-- Directions for this task --
Give back each of the lines below, word for word, without changing anything.

-*-*-

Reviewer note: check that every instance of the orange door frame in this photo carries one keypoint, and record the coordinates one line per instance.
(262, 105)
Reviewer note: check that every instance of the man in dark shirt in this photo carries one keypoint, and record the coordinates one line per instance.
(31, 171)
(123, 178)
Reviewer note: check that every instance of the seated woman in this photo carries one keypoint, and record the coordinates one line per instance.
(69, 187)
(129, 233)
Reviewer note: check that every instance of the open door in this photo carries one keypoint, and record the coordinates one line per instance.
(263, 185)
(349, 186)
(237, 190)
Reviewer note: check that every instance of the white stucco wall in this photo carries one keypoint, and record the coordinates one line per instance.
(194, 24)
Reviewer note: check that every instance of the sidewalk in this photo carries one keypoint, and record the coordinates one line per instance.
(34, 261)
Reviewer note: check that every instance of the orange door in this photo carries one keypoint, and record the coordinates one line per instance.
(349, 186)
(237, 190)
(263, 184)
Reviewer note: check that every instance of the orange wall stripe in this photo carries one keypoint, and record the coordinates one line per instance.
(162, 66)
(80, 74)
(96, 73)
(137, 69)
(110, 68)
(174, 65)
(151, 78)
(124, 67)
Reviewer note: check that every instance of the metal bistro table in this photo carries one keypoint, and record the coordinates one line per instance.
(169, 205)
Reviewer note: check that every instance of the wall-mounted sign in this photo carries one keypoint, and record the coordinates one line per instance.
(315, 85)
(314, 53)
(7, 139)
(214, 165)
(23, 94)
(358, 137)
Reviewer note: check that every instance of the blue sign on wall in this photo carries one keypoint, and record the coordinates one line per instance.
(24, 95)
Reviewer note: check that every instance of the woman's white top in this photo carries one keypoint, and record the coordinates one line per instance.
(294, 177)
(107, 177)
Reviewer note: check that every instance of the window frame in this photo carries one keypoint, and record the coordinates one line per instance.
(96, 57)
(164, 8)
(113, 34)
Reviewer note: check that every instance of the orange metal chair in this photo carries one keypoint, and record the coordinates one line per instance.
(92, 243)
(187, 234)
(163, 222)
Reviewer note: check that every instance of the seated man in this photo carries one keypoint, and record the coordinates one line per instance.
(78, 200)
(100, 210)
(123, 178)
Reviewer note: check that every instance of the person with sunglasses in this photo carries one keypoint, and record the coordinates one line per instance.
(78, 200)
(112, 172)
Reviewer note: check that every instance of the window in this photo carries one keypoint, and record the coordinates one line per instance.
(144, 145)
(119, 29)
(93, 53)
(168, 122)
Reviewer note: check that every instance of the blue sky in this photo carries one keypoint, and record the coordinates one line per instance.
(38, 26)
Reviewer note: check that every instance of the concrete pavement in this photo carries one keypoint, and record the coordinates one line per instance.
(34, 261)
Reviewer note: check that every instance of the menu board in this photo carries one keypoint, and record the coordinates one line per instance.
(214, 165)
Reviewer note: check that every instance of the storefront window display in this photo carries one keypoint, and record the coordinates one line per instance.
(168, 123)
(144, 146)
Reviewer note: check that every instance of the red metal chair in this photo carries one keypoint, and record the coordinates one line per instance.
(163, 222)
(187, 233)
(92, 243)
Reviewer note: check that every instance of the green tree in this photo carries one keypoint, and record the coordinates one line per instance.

-*-*-

-- The response --
Reviewer note: check that every instance of the orange door frame in this photo carries one keypoint, and record the coordinates one line per instance.
(262, 105)
Reviewer note: check that every instance of the man in dark shirt in this photo carries one keypoint, and record the coordinates one line per instance.
(31, 171)
(123, 178)
Reviewer note: check that every instance of the seated woman in this photo carries one keypoint, and record the coordinates one line per instance.
(69, 187)
(129, 233)
Reviewer note: check that every instance of the open door in this photo carries one keypoint, and record the coordinates one line per instance.
(263, 185)
(349, 186)
(237, 190)
Reviewer note: check that every instance of the white stucco wall in this photo carries one keypoint, and record the coordinates one line per instance.
(194, 24)
Reviewer note: check that every instance of the sidewalk in this photo carries one keypoint, and record the coordinates one line per instance.
(34, 261)
Reviewer note: check that every instance of the orange door in this photo carries one keypoint, and record the coordinates one line per instance.
(349, 186)
(237, 190)
(263, 184)
Reviewer note: check that every instance of the orange wall stripe in this photo carries one keypoint, and record the coordinates one line per instance.
(162, 66)
(80, 74)
(96, 73)
(137, 69)
(110, 68)
(174, 65)
(151, 78)
(124, 67)
Reviewer note: check that every instance of the metal bistro table in this photo carries one keypoint, and record the coordinates one line per instance.
(169, 205)
Reviewer note: check that every instance of the wall-mounted sign in this photo carries one keypoint, and record the coordinates one line per instance.
(315, 85)
(314, 53)
(7, 139)
(214, 165)
(23, 94)
(358, 137)
Reviewer note: check that every instance of the blue sign on wall in this photo carries one keypoint, and record the coordinates one line per instance.
(24, 95)
Reviewer note: check that every instance of the woman's white top in this photo carries one keypoint, and record the coordinates one line per instance.
(294, 177)
(107, 177)
Reviewer note: check that every instance of the window frame in this photo carries one keypoint, and record the coordinates one line per instance.
(96, 57)
(164, 8)
(113, 34)
Reviewer note: check that every instance of the orange metal chair in this photo carries one keypoint, and record the coordinates one line per instance.
(92, 243)
(187, 234)
(163, 222)
Reviewer note: check that every instance of the seated man in this photo carries one keypoint, and record the coordinates one line per instance.
(78, 200)
(100, 210)
(123, 178)
Reviewer note: check that every instance of the person with sunglasses in this photo carries one keypoint, and record the coordinates one line per instance.
(78, 200)
(112, 172)
Reviewer note: check that every instance of the window in this photo carries one keypoint, and record the coordinates one line per instance.
(144, 145)
(119, 29)
(93, 53)
(168, 122)
Reviewer note: check that every instance of the blue sky in this photo carries one keypoint, and record the coordinates one line per instance.
(38, 26)
Reviewer note: check that every instance of the concrete pavement in this photo carries one keypoint, and record the coordinates one line per instance.
(34, 261)
Reviewer note: check that every instance of the menu board in this photo carries one keypoint, and record the coordinates one line per instance.
(214, 165)
Reviewer note: check that every instance of the storefront window display in this photo carries one keypoint, and record the coordinates one line per instance.
(168, 123)
(144, 146)
Reviewer note: check that every instance of the red metal chair in this photo carries one keypoint, and record the coordinates one line per instance.
(163, 222)
(187, 233)
(92, 243)
Reviewer note: check that every instance of the green tree in this photo carries one keypoint, and record the coordinates one line per instance.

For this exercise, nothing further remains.